And they will if they can not get enough bees from the US and Australia!! At the price they are willing to pay. As the price of fuel, fertilizer and chemicals go up they will find other ways to cut costs.


----------



## Eaglerock (Jul 8, 2008)

BEES4U said:


> http://www.malkaqueens.com/ingles/home.htm
> 
> Regards,
> Ernie Lucas Apiaries


Now with that I learned something


----------



## Bizzybee (Jan 29, 2006)

I got me one of them new "Sonic Presto Pots" rat!!! Melts it cold dude!!! Even you could use one of them things!!! 

MONEY MONEY MONEY BB, makes everything alright. Make's commenting or discussion a moot point.


----------



## CSShaw (Aug 25, 2008)

*Money as rule?*

There is a Lakota idea, seven generations, which other nations share, the idea that what is best to do is done for seven generations ahead. I guess, by nature i think this way. I ask, what will be wise for the future? I think long ago the tropical hybrid could have been developed; there is variation in temperment, some success is the southern America, but there was only an interest in Eurpoeanizing the Africans. I always thought that sounded like manifest destiny. It never had any success and perhaps at this late date a useful bee would have been developed.

Sometimes all this money making is best set aside and a wiser way found. Is that not best left to the individual? It also seems to me that California has plenty of nuts already, i speak of the tree product. Food does not grow in Safeway or the like, smaller communities, healthier food and to heck with all the import this and that, i think this would have been a better way. I don't begrudge the queen company seeking a market, someone will learn something about the tropical bee i imagine in all of this as well.

I wonder who has fresh eyes to imagine a more useful future to the keeping of bees? I doubt bigger has proven better.

Chrissy


----------



## naturalbee (Aug 14, 2008)

*Africanized?*

My understanding is there is a problem with africanized bees in the southern countries. Have they mentioned that in any of the discussions?


----------

Activities:
[1] Condense the paragraph of the beekeeping thread that begins "Sometimes all this money making" into a short bulleted list that keeps its main points.
[2] Express as a JSON list of strings, one string per line with blank lines left out, the part of the records that runs from their first line through the line containing "negative clicks: (416, 246)".

Stored data entries
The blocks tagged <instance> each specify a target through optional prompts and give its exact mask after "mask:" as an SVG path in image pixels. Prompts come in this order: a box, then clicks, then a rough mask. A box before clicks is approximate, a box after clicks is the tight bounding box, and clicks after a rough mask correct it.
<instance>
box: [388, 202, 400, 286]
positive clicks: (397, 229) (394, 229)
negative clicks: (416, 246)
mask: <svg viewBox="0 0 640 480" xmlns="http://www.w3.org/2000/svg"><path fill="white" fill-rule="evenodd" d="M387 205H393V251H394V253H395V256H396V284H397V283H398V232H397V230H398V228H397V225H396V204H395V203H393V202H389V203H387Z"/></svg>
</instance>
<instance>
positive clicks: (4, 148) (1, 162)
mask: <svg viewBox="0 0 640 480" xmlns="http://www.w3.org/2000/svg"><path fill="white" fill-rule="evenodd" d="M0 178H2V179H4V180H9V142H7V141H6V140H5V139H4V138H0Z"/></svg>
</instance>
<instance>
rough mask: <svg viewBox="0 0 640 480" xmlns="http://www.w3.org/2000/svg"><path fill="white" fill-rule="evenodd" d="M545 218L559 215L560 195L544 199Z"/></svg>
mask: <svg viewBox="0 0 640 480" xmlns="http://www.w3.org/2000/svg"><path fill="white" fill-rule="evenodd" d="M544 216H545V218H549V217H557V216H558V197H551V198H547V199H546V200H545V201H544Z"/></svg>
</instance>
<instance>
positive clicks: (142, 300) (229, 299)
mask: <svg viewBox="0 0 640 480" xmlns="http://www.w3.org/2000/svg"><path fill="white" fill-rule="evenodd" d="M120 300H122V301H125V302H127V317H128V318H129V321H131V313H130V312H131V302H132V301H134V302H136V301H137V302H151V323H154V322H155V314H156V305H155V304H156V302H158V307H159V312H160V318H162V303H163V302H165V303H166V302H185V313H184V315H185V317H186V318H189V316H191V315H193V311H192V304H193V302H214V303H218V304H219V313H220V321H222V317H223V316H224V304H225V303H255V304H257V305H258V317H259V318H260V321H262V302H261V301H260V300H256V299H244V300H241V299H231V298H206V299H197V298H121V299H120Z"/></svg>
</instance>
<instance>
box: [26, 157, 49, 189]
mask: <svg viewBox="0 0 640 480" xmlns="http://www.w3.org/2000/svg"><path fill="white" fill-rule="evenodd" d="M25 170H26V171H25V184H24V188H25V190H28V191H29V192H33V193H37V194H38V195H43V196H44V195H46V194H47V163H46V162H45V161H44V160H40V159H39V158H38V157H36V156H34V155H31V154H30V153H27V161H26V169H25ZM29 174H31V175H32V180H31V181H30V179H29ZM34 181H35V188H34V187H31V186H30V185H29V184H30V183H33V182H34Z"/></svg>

Per-task outputs:
[1]
- Money making is sometimes best set aside in favor of a wiser way, which may be best left to the individual.
- California already has plenty of nuts (the tree product).
- Food does not grow in Safeway or similar stores; smaller communities, healthier food and less importing would have been a better way.
- The queen company seeking a market is not begrudged, and someone will likely learn something about the tropical bee from all this.

[2]
[
  "The blocks tagged <instance> each specify a target through optional prompts and give its exact mask after \"mask:\" as an SVG path in image pixels. Prompts come in this order: a box, then clicks, then a rough mask. A box before clicks is approximate, a box after clicks is the tight bounding box, and clicks after a rough mask correct it.",
  "<instance>",
  "box: [388, 202, 400, 286]",
  "positive clicks: (397, 229) (394, 229)",
  "negative clicks: (416, 246)"
]